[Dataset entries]
********

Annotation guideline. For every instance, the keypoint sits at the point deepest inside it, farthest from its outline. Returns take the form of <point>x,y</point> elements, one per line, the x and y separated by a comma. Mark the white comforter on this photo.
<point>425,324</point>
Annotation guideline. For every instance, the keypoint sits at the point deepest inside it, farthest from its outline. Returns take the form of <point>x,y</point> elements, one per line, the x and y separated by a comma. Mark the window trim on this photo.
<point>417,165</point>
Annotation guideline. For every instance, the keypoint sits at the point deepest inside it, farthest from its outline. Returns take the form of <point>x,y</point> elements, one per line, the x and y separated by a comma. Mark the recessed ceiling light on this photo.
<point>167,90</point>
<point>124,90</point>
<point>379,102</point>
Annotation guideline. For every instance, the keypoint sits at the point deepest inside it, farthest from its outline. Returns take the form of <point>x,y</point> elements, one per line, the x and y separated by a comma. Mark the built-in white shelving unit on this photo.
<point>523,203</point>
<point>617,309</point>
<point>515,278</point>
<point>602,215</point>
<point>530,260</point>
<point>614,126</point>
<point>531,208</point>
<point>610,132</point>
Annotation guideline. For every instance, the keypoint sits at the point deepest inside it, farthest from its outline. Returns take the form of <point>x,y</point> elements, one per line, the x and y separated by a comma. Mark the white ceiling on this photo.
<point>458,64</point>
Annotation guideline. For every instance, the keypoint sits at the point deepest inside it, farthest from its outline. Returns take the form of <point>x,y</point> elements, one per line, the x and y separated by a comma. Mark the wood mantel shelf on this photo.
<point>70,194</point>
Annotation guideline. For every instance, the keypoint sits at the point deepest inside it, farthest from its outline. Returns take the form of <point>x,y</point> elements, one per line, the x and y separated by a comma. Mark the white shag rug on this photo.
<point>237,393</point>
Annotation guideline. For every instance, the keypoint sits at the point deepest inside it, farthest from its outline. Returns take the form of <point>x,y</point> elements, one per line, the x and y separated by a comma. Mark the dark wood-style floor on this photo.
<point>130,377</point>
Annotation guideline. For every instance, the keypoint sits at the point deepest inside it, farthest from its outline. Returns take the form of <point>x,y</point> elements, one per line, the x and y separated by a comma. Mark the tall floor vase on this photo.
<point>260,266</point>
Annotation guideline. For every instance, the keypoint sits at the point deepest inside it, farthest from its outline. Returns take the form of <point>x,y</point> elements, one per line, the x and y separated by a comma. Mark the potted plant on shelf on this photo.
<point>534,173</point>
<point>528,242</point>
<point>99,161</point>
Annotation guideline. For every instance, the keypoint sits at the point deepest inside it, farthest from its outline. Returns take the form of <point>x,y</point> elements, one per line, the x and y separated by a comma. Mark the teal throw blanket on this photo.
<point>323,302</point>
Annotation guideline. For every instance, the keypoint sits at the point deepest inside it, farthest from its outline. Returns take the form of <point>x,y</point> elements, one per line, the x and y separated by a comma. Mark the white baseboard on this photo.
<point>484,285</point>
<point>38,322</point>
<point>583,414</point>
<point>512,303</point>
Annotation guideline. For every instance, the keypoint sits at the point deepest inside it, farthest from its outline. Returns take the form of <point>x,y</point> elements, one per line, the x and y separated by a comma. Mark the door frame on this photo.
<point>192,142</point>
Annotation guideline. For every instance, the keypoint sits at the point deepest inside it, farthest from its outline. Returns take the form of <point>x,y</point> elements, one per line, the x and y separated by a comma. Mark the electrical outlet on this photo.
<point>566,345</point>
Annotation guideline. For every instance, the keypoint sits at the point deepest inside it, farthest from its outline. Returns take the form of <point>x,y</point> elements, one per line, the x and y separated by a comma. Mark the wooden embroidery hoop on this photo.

********

● STATED TASK
Turn all the rows above into a JSON list of strings, with one string for each line and blank lines left out.

● TASK RESULT
[
  "Annotation guideline. For every instance, the keypoint sits at the point deepest inside it, farthest from its outline. Returns take the form of <point>x,y</point> elements, one per line, the x and y separated by a comma. Mark the white comforter on this photo.",
  "<point>425,324</point>",
  "Annotation guideline. For every instance, the keypoint sits at the point deepest inside it, farthest from its outline. Returns take the form of <point>x,y</point> elements, one per line, the x and y separated by a comma. Mark the window trim on this photo.",
  "<point>417,165</point>",
  "Annotation guideline. For every instance, the keypoint sits at the point deepest inside it, farthest from its outline. Returns take the form of <point>x,y</point> elements, one per line, the x and y separated by a comma. Mark the recessed ceiling light on this photo.",
  "<point>167,90</point>",
  "<point>124,90</point>",
  "<point>379,102</point>",
  "Annotation guideline. For every instance, the keypoint sits at the point deepest inside it, farthest from its outline. Returns take the form of <point>x,y</point> elements, one per line, the x and y separated by a comma. Mark the built-in white shelving unit on this photo.",
  "<point>523,203</point>",
  "<point>617,309</point>",
  "<point>515,278</point>",
  "<point>602,215</point>",
  "<point>530,260</point>",
  "<point>614,126</point>",
  "<point>531,208</point>",
  "<point>610,132</point>",
  "Annotation guideline. For every instance, the keypoint sits at the point deepest inside it, farthest from its outline. Returns take the form of <point>x,y</point> elements, one per line, the x and y separated by a comma. Mark the white ceiling on this photo.",
  "<point>458,64</point>",
  "Annotation guideline. For every instance, the keypoint sits at the point deepest inside it, farthest from its outline. Returns take the form of <point>x,y</point> elements, one per line, the x and y separated by a comma. Mark the wood mantel shelf on this photo.",
  "<point>70,194</point>",
  "Annotation guideline. For every instance, the keypoint sits at the point deepest inside it, farthest from its outline. Returns take the form of <point>x,y</point> elements, one per line, the x and y separated by a comma. Mark the white shag rug on this photo.",
  "<point>237,393</point>",
  "Annotation guideline. For every instance, the keypoint sits at the point deepest inside it, farthest from its outline. Returns take the form of <point>x,y</point> elements, one per line, the x and y separated by a comma. Mark the dark wood-style floor on this photo.",
  "<point>130,377</point>",
  "Annotation guideline. For every instance, the keypoint sits at the point deepest inside it, farthest from its outline. Returns take the form of <point>x,y</point> elements, one per line, the x and y separated by a comma. Mark the tall floor vase on this photo.",
  "<point>260,266</point>",
  "Annotation guideline. For every instance, the keypoint sits at the point deepest inside it, farthest from its outline. Returns take the form of <point>x,y</point> elements, one per line, the x and y separated by a comma. Mark the potted plant on shelf on this photo.",
  "<point>534,173</point>",
  "<point>528,242</point>",
  "<point>99,161</point>",
  "Annotation guideline. For every instance, the keypoint sits at the point deepest inside it, farthest from its outline. Returns take the form of <point>x,y</point> elements, one per line, the x and y separated by a comma. Mark the teal throw blanket on this photo.",
  "<point>323,302</point>",
  "Annotation guideline. For every instance, the keypoint sits at the point deepest inside it, farthest from its outline. Returns take the form of <point>x,y</point> elements, one per line, the x and y separated by a comma. Mark the white baseboard on this photo.",
  "<point>484,285</point>",
  "<point>38,322</point>",
  "<point>583,414</point>",
  "<point>512,303</point>",
  "Annotation guideline. For every instance, the keypoint sits at the point deepest inside it, farthest from its outline. Returns take the form of <point>x,y</point> elements, one per line, the x and y separated by a comma. Mark the door frame on this photo.",
  "<point>192,142</point>",
  "Annotation guideline. For every instance, the keypoint sits at the point deepest inside it, farthest from its outline. Returns take the form of <point>x,y</point> elements, one per line, the x and y separated by a comma. Mark the electrical outlet on this photo.",
  "<point>566,345</point>",
  "Annotation guideline. For every instance, the keypoint sits at the point deepest inside it, farthest from its outline. Returns take the form of <point>x,y</point> elements, one per line, the x and y separated by a comma. Mark the wooden embroidery hoop on this photo."
]